** Parts of the exercise **
[A] In the article about Highmark's hiring, how many job openings does the company have?
[B] Using the article about Highmark's hiring, say whether each statement agrees with it (yes or no), and quote the deciding words: (i) Highmark's Pittsburgh job fair takes place at its Downtown offices. (ii) Pittsburgh lost jobs in October. (iii) The two CEOs said the merged insurer would cut 1,000 jobs mainly through layoffs.

** Excerpted text **
Health care isn't recession-proof -- witness the job cuts at the University of Pittsburgh Medical Center and West Penn Allegheny Health System in recent weeks -- but the third leg of Pittsburgh's health-care triumvirate, Highmark Inc., has so far escaped the worst effects of the recession, adding jobs at a time when others are subtracting them in record numbers.
The dominant Pittsburgh health insurer, which is seeking a merger with cross-state counterpart Independence Blue Cross, held a job fair in Harrisburg last week, and is planning another for Pittsburgh from 2 p.m. to 6 p.m. Thursday at Highmark's Downtown offices. The company has 300 to 400 job openings, largely in software, business analysis, application testing and data monitoring, said spokesman Aaron Bilger.
The number of high-tech openings "speaks to the role technology plays in our business," Mr. Bilger said.
Ironically, it's the company's software and high-tech positions that might be shed if and when the merger with Philadelphia's IBC takes effect. Last year, when the two companies announced their merger plans, the two CEOs said the new insurer would drop 1,000 jobs from its combined work force, primarily through attrition.
But for now, said Mr. Bilger, Highmark is in a hiring mood.
"We have business needs that are available today," he said.
Despite the cuts at UPMC and West Penn, Pittsburgh's job market has been relatively stable, adding 5,000 jobs in October when the state lost 17,000 net jobs and the country shed 240,000 (November brought an additional 533,000 job cuts nationally). The regional stability obviously is good news for Highmark, because a health insurer stands to lose businesses and policyholders if a region sheds payroll positions.

** Records shown **
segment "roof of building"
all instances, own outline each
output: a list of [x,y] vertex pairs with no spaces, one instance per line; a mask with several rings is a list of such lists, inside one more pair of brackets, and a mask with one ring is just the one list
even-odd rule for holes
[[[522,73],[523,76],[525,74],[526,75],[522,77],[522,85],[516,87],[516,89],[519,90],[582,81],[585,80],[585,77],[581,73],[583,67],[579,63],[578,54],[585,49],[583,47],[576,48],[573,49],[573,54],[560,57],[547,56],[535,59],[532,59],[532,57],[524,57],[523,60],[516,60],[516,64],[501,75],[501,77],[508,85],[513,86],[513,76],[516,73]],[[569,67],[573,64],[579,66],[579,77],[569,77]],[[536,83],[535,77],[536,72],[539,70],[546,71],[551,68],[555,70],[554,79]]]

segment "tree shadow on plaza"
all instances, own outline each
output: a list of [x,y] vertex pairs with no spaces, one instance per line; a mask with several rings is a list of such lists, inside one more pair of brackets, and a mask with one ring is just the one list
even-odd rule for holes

** Answers by item **
[A] 300 to 400

[B]
(i) Yes: "from 2 p.m. to 6 p.m. Thursday at Highmark's Downtown offices"
(ii) No: "adding 5,000 jobs in October"
(iii) No: "primarily through attrition"